### Required action
All the lines below should appear again unchanged, though their pictures should not.

Provided entries Block Start

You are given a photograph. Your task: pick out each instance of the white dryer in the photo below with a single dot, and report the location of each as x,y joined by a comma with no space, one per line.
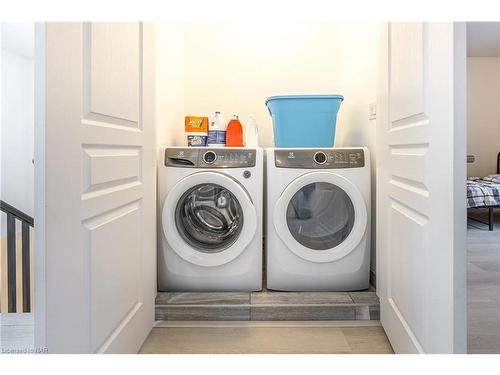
211,219
318,219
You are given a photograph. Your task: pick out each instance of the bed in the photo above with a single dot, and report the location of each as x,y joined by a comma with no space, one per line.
485,193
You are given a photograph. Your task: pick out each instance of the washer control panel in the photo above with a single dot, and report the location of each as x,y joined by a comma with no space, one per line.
320,158
204,157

Provided entries Block End

### Completed task
You are given a photograph. Your task: pick out each instance of the white dryer in the photo below with a single dot, and report the location of each as x,y joined by a comma with no space, one per line.
211,219
318,219
You are given a photograph. Your task: pick out each instance of the bed in the photo above with a single dot, and report the location of each as x,y joined by a comma with no space, one per line.
485,193
You are given a photograph. Your task: pick out each instance of the washer control panel in the photo above with a single dot, and report the location of each as x,y joined by a comma with no space, one per line.
320,158
204,157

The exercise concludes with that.